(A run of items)

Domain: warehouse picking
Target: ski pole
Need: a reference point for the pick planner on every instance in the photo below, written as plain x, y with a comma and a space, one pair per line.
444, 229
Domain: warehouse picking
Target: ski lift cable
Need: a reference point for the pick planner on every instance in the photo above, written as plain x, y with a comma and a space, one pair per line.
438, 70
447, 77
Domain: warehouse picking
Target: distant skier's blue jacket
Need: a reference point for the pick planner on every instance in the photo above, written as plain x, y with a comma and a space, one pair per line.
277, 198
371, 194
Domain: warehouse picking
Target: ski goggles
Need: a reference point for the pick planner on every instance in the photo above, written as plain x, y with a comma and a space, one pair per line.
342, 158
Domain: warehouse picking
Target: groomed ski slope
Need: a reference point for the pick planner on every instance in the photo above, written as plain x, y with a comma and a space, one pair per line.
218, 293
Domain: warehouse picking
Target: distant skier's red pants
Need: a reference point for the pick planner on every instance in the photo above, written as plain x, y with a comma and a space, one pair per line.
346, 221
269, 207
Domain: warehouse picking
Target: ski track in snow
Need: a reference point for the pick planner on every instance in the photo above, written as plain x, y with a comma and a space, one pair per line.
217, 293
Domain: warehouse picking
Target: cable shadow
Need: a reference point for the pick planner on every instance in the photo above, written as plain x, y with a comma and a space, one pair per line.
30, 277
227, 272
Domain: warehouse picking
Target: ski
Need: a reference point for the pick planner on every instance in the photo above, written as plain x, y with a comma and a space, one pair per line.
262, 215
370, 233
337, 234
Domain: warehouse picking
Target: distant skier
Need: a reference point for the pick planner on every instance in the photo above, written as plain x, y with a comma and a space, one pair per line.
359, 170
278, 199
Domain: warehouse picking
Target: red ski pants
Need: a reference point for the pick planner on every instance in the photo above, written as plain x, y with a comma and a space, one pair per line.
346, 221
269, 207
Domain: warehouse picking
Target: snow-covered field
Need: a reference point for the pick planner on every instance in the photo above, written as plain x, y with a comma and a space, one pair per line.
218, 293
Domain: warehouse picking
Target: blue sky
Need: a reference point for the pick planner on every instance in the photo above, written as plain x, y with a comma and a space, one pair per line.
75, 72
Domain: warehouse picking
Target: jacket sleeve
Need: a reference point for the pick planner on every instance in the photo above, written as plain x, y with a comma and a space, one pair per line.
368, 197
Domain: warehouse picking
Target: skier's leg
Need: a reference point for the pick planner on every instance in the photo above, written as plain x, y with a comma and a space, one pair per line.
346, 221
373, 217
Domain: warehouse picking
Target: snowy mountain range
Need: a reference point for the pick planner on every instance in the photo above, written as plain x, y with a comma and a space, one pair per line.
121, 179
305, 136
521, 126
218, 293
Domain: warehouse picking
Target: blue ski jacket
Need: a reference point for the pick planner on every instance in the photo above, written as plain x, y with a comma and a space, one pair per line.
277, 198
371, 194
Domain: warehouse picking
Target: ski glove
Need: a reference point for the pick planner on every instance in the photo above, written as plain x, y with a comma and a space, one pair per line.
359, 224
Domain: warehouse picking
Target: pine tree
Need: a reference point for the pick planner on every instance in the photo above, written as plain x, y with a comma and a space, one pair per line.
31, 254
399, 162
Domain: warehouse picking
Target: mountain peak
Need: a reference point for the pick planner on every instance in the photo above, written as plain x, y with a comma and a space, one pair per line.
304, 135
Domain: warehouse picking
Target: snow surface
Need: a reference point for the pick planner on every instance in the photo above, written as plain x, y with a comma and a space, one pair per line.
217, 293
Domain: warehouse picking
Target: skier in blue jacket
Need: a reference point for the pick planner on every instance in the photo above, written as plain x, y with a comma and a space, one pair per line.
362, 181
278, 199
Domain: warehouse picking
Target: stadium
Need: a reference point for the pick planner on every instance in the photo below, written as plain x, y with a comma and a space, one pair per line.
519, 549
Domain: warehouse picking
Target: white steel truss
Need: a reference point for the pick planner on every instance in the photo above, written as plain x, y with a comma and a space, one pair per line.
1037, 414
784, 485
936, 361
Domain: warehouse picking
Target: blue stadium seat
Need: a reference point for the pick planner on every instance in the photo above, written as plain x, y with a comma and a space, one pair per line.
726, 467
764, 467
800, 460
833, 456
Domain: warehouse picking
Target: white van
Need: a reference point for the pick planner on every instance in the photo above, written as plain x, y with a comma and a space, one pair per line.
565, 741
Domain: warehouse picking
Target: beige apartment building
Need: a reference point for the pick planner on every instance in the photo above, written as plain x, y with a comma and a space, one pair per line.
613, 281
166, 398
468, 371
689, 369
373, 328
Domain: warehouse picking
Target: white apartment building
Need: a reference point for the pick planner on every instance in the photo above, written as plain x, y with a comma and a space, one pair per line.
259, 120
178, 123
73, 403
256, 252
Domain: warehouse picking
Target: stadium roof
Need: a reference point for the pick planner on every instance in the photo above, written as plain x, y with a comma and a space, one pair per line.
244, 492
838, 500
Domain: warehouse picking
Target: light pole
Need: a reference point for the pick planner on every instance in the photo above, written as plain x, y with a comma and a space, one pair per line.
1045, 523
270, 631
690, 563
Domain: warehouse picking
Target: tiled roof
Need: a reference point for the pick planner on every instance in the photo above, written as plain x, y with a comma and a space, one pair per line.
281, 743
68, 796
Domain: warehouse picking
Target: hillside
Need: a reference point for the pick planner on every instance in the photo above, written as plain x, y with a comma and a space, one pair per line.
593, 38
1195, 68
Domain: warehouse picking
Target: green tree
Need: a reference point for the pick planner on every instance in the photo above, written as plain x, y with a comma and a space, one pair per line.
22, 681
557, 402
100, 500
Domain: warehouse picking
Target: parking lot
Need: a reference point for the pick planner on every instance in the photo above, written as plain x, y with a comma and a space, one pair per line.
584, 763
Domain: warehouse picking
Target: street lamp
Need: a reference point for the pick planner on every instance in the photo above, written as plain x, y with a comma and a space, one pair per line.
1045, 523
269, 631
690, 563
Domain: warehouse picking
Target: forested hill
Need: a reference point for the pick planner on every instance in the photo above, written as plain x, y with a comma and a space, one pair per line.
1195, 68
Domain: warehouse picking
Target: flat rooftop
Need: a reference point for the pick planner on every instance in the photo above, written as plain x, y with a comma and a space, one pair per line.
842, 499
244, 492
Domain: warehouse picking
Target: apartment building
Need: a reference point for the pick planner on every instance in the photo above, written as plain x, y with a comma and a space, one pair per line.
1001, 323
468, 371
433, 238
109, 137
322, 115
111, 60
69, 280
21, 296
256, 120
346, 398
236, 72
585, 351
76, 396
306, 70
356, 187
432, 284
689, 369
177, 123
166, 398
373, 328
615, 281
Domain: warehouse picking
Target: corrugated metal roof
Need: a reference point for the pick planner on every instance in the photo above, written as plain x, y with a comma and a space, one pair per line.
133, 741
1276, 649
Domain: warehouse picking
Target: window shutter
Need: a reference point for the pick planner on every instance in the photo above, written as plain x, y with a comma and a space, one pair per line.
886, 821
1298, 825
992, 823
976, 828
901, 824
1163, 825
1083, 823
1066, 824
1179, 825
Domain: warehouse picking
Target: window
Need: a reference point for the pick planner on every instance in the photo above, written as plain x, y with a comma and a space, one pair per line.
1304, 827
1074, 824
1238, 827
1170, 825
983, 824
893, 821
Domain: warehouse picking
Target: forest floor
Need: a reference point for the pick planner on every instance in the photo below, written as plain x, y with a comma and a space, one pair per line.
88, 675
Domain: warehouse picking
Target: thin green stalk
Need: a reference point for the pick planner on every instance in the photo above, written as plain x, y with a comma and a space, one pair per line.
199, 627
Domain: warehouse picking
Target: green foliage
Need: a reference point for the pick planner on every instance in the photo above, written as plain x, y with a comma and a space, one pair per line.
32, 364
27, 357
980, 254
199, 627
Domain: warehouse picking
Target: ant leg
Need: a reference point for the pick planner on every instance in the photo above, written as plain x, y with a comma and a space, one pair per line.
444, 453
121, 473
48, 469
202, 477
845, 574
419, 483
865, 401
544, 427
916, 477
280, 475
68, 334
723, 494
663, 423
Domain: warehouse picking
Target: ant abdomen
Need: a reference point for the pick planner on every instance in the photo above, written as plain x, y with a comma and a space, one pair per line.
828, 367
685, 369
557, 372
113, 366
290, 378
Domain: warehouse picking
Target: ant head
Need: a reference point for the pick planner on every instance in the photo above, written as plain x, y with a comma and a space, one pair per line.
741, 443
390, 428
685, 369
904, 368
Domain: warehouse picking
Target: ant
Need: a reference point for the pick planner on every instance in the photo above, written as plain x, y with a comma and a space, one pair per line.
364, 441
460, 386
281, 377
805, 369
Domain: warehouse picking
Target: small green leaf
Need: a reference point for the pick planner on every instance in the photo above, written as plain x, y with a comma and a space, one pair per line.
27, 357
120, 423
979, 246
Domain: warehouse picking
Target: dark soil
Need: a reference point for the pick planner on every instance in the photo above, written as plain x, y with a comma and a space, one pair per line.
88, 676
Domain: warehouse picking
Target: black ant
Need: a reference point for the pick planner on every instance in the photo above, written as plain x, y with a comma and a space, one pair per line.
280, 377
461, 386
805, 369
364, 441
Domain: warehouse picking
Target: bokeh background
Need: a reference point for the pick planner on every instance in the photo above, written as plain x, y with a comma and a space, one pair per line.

AIM: How many lines in the items above contain the string "stadium"? Reply with the number alone.

THE RESPONSE: 3